_Tarefas e exercícios_
1 > Responda a estas perguntas sobre o texto a respeito do PPI:
(a) Que rombo o governo pretende conter com receitas adicionais?
(b) O que significa a sigla PMI?
(c) No PMI, quem se responsabiliza pelo estudo de viabilidade?
2 > Reproduza sem alterações o trecho do texto sobre o PPI que vai de "Ao mesmo tempo" até "disse um executivo.".
3 > Dê continuidade ao texto sobre o PPI a partir do ponto em que ele termina.

_Texto de origem_
◆ ◆ ◆ ◆

Ao mesmo tempo em que foram unânimes em elogiar a iniciativa
e também a forma como o programa vem sendo conduzido, existe um quase consenso
de que o governo turbinou a lista apresentada agora motivado pela dupla
necessidade de produzir um fato político positivo e obter receitas adicionais
para conter o rombo fiscal de 2018.
Alguns viram a lista como um reempacotamento de anúncios
anteriores com alguns acréscimos, enquanto outros avaliam que projetos muito
incipientes foram incluídos para encorpar o PPI. “Existe um receio de que,
por questões políticas, o governo acelere demais o programa e faça estudos
precários”, disse um executivo.
De acordo com uma fonte que tem participado de conversas com
integrantes do PPI, já se aventou a possibilidade de fazer o estudo de viabilidade
para rodovias e novos aeroportos por meio do chamado PMI, ou procedimento de
manifestação de interesse. No PMI, empresas interessadas em determinados ativos
se responsabilizam pelo estudo de viabilidade, o que torna a modelagem da venda
mais célere. “O problema é que isso foi muito usado no passado e carrega
um conflito de interesse muito grande, afastando compradores e financiadores
mais técnicos.”

◆ ◆ ◆ ◆

(Entradas de rotulagem da posição de objetos)

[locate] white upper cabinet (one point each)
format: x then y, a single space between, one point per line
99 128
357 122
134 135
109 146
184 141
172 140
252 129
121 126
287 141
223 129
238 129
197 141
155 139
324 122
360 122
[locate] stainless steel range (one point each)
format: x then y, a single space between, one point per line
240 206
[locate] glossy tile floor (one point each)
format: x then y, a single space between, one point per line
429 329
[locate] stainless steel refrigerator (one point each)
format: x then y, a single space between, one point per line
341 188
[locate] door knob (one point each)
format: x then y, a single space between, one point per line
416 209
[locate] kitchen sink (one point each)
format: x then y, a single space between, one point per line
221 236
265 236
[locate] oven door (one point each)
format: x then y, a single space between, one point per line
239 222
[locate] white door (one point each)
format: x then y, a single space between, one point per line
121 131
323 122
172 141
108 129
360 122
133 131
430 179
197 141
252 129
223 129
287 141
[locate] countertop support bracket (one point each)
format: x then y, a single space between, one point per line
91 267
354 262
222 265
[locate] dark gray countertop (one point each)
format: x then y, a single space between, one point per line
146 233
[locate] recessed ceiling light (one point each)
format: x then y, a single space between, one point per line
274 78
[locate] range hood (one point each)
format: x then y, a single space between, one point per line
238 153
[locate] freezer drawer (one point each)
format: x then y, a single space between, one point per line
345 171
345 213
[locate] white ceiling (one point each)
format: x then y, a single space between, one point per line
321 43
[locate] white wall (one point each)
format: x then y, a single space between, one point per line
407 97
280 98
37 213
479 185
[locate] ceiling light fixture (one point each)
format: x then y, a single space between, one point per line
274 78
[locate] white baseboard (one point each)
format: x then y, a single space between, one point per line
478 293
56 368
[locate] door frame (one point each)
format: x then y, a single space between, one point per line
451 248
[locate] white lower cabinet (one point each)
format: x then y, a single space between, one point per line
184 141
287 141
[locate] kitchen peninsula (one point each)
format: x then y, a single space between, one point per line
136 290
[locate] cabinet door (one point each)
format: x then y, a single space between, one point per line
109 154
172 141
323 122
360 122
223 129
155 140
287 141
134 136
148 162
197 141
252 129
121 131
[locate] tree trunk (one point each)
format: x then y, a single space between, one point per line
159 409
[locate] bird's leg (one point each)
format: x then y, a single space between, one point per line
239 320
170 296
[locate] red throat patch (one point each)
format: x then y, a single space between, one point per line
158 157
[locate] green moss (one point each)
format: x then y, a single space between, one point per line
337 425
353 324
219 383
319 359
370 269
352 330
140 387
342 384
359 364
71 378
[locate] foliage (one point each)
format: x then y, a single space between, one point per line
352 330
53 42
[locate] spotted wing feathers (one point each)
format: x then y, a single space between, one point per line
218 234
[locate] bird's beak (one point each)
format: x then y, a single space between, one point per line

◆ ◆ ◆ ◆

_Respostas por tarefa_
1 >
(a) O rombo fiscal de 2018.
(b) Procedimento de manifestação de interesse.
(c) As empresas interessadas em determinados ativos.

2 >
Ao mesmo tempo em que foram unânimes em elogiar a iniciativa
e também a forma como o programa vem sendo conduzido, existe um quase consenso
de que o governo turbinou a lista apresentada agora motivado pela dupla
necessidade de produzir um fato político positivo e obter receitas adicionais
para conter o rombo fiscal de 2018.
Alguns viram a lista como um reempacotamento de anúncios
anteriores com alguns acréscimos, enquanto outros avaliam que projetos muito
incipientes foram incluídos para encorpar o PPI. “Existe um receio de que,
por questões políticas, o governo acelere demais o programa e faça estudos
precários”, disse um executivo.

3 >
“Qualquer política que promova a expansão da presença
da iniciativa privada é meritória. Porém, realmente importante é qual a
modelagem dos leilões e se estão efetivamente calibrados para atrair o setor
privado”, diz Luís Felipe Valerim Pinheiro, sócio do VPBG Advogados. Para
Bruno Werneck, sócio da área de infraestrutura do Mattos Filho, a viabilidade
dos projetos não é algo que preocupa já que, em uma primeira olhada, os ativos
de infraestrutura, como os aeroportos e as rodovias, são atrativos.
Werneck é um dos poucos consultados que entende ser possível
fazer os leilões dentro dos prazos estabelecidos pelo governo, mesmo com as
etapas de passagem dos projetos pelo Tribunal de Contas da União (TCU) e
submissão a procedimentos de consultas públicas.
Um executivo de banco avalia que os leilões de aeroportos
não devem acontecer no quarto trimestre de 2018, como prevê o governo. No caso
das rodovias, metade dos leilões pode acontecer dentro do prazo e a outra
metade, depois. A mesma coisa com terminais portuários. Os pacotes de óleo e
gás e elétrico devem ser vendidos no prazo, entre fim deste ano e segundo trimestre
do ano que vem.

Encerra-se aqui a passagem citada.